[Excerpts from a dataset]
###

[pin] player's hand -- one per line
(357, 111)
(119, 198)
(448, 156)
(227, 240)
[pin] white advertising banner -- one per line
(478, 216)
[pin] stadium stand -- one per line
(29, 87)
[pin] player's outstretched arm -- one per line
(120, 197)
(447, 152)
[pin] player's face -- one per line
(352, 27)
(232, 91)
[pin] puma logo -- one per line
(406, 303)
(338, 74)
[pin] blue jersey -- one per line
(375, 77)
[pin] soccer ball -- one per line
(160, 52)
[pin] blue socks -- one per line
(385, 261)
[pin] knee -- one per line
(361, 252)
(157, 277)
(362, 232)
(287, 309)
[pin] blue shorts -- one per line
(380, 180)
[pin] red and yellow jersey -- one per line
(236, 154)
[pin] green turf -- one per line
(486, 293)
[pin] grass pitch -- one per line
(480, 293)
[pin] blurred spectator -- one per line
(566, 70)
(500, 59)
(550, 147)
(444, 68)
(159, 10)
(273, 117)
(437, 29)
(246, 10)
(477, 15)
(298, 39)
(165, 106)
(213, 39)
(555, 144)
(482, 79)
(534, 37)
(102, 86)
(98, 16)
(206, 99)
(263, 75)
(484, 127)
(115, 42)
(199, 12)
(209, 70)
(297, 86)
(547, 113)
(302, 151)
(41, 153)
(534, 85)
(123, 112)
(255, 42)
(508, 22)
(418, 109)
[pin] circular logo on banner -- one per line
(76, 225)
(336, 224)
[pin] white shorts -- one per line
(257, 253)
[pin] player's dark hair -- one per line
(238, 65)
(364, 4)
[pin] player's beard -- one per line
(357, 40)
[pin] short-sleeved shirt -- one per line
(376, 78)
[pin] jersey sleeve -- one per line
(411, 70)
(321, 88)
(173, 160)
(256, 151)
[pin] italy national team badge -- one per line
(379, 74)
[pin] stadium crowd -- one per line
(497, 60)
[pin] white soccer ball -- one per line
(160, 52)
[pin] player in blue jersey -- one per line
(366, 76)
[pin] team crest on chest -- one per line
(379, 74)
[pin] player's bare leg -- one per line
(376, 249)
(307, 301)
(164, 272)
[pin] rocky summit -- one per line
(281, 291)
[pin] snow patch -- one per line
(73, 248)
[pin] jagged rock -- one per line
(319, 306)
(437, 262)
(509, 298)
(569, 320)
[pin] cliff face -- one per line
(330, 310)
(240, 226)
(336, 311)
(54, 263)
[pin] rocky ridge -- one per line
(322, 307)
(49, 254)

###

__Exercise prompt__
Could you repeat every record above exactly as it is written?

__Solution__
[pin] player's hand -- one per line
(357, 111)
(119, 198)
(448, 156)
(227, 240)
[pin] white advertising banner -- one per line
(478, 216)
[pin] stadium stand -- one per line
(29, 87)
[pin] player's outstretched arm -- one per line
(120, 197)
(447, 152)
[pin] player's face -- one per line
(352, 27)
(232, 91)
[pin] puma logo -- one per line
(406, 303)
(338, 74)
[pin] blue jersey -- one per line
(375, 77)
[pin] soccer ball -- one per line
(160, 52)
[pin] blue socks -- one per line
(385, 261)
[pin] knee -- one per line
(361, 252)
(157, 277)
(362, 232)
(287, 309)
[pin] blue shorts -- one per line
(380, 180)
[pin] red and yellow jersey -- one per line
(236, 154)
[pin] green turf -- one per line
(486, 293)
[pin] grass pitch -- one per line
(480, 293)
[pin] blurred spectator -- one per line
(566, 70)
(500, 59)
(550, 147)
(444, 68)
(159, 10)
(273, 117)
(437, 29)
(246, 10)
(477, 15)
(298, 39)
(165, 106)
(213, 39)
(555, 144)
(482, 79)
(534, 37)
(102, 86)
(98, 16)
(206, 99)
(263, 75)
(484, 127)
(115, 42)
(199, 12)
(209, 70)
(297, 86)
(547, 113)
(302, 151)
(41, 153)
(534, 85)
(123, 112)
(255, 42)
(508, 22)
(418, 109)
[pin] circular logo on banner -- one per line
(76, 225)
(336, 224)
[pin] white shorts -- one per line
(257, 253)
[pin] player's dark hair -- one per line
(238, 65)
(364, 4)
[pin] player's beard -- one per line
(357, 40)
[pin] short-sleeved shirt -- one per line
(376, 78)
[pin] jersey sleeve -- one per line
(411, 70)
(321, 88)
(173, 160)
(256, 151)
[pin] italy national team badge -- one per line
(379, 74)
[pin] stadium crowd -- one per line
(497, 60)
[pin] white soccer ball -- one per line
(160, 52)
[pin] player in blue jersey -- one per line
(366, 76)
[pin] team crest on chest -- one per line
(379, 74)
[pin] player's bare leg -- one per line
(376, 249)
(307, 301)
(164, 272)
[pin] rocky summit -- one per line
(281, 291)
[pin] snow patch -- one per line
(73, 248)
[pin] jagged rock -- one per line
(319, 306)
(437, 262)
(509, 298)
(569, 320)
[pin] cliff face -- one per line
(330, 310)
(240, 226)
(336, 311)
(54, 263)
[pin] rocky ridge -- one per line
(322, 307)
(49, 254)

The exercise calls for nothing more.